The request:
Format the rows starting at the line that contains "[seg] flower bud" and ending at the line that contains "Provide the outline of every instance of the flower" as a JSON list of strings, one string per line, with blank lines omitted.

----- Material to process -----

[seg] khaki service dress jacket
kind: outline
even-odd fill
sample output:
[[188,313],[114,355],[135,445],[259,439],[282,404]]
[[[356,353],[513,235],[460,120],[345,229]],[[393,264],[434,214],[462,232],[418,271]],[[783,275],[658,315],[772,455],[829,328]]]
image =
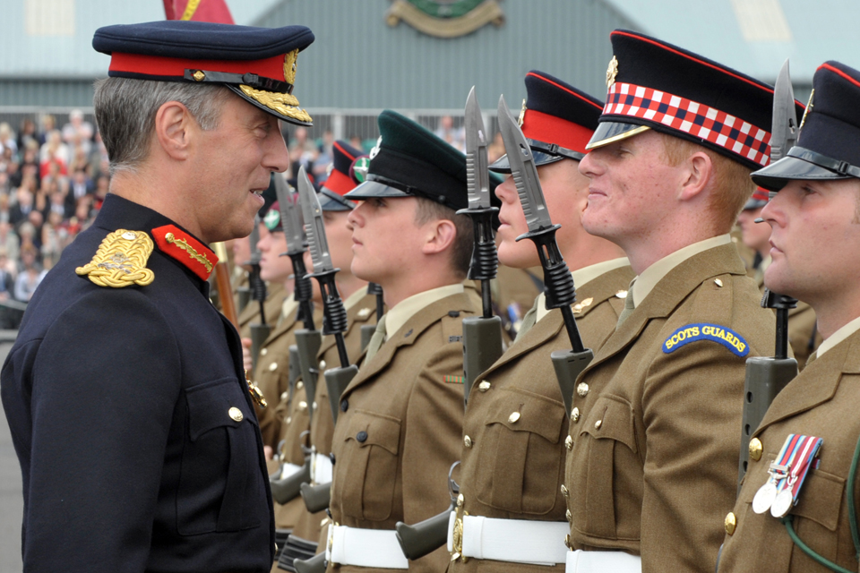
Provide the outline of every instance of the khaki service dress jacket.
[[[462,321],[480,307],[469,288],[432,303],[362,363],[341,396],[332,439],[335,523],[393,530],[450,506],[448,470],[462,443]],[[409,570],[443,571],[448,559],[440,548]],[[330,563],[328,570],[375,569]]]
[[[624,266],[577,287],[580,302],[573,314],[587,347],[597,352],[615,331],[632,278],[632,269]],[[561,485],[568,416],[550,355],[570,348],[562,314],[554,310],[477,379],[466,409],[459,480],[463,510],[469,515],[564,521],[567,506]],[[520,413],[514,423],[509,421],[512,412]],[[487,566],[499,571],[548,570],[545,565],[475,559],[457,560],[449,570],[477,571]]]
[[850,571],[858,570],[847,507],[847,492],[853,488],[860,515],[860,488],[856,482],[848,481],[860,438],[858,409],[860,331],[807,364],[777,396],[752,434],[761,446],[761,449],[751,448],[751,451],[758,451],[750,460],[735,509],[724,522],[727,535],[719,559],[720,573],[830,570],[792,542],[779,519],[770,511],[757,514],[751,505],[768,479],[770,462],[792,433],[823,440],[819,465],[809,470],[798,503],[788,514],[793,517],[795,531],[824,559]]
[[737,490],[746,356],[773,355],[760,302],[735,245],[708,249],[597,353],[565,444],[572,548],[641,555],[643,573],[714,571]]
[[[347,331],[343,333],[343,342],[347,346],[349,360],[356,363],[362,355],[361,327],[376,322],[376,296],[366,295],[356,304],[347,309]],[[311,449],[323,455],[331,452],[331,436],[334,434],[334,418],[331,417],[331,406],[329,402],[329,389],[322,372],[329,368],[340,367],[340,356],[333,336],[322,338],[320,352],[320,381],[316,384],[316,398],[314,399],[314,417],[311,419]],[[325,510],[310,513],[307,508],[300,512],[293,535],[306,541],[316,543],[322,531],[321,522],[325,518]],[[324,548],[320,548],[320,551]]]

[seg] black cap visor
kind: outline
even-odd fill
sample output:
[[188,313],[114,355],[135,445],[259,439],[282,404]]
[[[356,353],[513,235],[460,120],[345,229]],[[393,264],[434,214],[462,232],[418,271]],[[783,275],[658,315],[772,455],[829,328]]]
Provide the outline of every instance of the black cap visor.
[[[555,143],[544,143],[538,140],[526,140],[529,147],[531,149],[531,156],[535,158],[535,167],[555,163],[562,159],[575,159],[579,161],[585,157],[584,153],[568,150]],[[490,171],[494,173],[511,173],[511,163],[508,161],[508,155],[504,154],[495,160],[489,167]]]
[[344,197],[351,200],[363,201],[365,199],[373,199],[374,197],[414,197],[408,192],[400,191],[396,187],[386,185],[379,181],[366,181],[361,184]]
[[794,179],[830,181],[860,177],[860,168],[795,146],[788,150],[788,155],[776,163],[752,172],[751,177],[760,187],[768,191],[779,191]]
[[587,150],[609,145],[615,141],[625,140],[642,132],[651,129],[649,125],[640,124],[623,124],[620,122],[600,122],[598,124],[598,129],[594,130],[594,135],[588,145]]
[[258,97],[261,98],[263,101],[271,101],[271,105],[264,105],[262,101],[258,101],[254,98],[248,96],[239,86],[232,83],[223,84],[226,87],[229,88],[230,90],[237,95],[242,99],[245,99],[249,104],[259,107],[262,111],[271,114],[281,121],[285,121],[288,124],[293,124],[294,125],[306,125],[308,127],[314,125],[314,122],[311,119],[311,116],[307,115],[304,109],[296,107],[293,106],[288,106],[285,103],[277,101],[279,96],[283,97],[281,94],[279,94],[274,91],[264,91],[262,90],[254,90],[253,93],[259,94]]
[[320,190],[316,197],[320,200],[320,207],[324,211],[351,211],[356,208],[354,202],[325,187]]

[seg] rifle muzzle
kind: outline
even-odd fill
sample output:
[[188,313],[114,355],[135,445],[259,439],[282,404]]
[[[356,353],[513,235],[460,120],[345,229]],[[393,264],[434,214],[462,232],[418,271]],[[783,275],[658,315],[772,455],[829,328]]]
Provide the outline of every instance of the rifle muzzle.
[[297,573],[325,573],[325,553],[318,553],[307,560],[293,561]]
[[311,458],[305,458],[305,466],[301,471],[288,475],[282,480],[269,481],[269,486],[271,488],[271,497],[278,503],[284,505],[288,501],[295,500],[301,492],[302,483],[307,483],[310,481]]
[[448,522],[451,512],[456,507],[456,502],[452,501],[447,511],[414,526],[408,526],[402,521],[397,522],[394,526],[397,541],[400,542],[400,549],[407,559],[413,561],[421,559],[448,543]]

-----
----- Material to process -----

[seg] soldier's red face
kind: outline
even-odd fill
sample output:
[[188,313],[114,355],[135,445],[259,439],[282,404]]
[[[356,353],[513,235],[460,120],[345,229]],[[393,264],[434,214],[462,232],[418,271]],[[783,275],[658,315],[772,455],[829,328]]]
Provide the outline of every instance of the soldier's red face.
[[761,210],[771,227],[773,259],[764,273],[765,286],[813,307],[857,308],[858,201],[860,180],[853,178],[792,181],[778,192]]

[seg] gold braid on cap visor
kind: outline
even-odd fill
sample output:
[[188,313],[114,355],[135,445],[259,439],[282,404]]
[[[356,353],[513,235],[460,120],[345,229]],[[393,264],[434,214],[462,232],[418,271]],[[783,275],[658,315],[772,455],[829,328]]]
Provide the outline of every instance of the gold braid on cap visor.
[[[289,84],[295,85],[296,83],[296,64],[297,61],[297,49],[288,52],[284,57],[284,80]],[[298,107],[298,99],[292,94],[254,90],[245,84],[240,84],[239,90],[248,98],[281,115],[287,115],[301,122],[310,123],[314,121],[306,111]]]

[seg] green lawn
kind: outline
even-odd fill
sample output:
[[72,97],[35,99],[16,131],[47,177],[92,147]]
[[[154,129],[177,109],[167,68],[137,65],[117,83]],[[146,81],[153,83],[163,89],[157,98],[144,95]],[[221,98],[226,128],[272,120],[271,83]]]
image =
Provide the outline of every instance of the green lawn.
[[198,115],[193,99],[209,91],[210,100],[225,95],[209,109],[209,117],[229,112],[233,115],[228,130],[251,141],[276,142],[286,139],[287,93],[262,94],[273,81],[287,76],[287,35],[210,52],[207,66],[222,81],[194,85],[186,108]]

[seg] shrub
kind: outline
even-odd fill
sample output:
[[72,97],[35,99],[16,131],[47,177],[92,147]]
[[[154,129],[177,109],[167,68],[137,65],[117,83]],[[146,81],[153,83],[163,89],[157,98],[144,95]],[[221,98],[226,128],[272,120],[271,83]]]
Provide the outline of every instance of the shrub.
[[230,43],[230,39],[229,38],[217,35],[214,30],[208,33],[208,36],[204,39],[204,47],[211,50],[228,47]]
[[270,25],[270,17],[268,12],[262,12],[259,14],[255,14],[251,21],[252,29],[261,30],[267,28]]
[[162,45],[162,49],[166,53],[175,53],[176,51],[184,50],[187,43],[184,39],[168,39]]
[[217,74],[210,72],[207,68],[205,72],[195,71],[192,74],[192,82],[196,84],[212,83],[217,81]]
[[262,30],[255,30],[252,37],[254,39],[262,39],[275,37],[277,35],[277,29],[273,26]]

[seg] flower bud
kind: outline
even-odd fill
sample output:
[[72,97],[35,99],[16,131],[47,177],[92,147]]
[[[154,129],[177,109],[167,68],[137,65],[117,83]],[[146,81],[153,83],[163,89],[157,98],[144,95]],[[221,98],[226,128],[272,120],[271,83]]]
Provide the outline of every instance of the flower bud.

-----

Result for this exercise:
[
  "[seg] flower bud",
  "kind: outline",
  "even-odd fill",
  "sample output:",
  "[[72,97],[35,99],[16,131],[47,177],[92,147]]",
  "[[[154,129],[177,109],[167,68],[137,65],[117,83]],[[146,81],[153,83],[163,89],[157,98],[144,95]],[[221,98],[226,128],[272,120],[271,83]]]",
  "Provide the outline of every instance of the flower bud."
]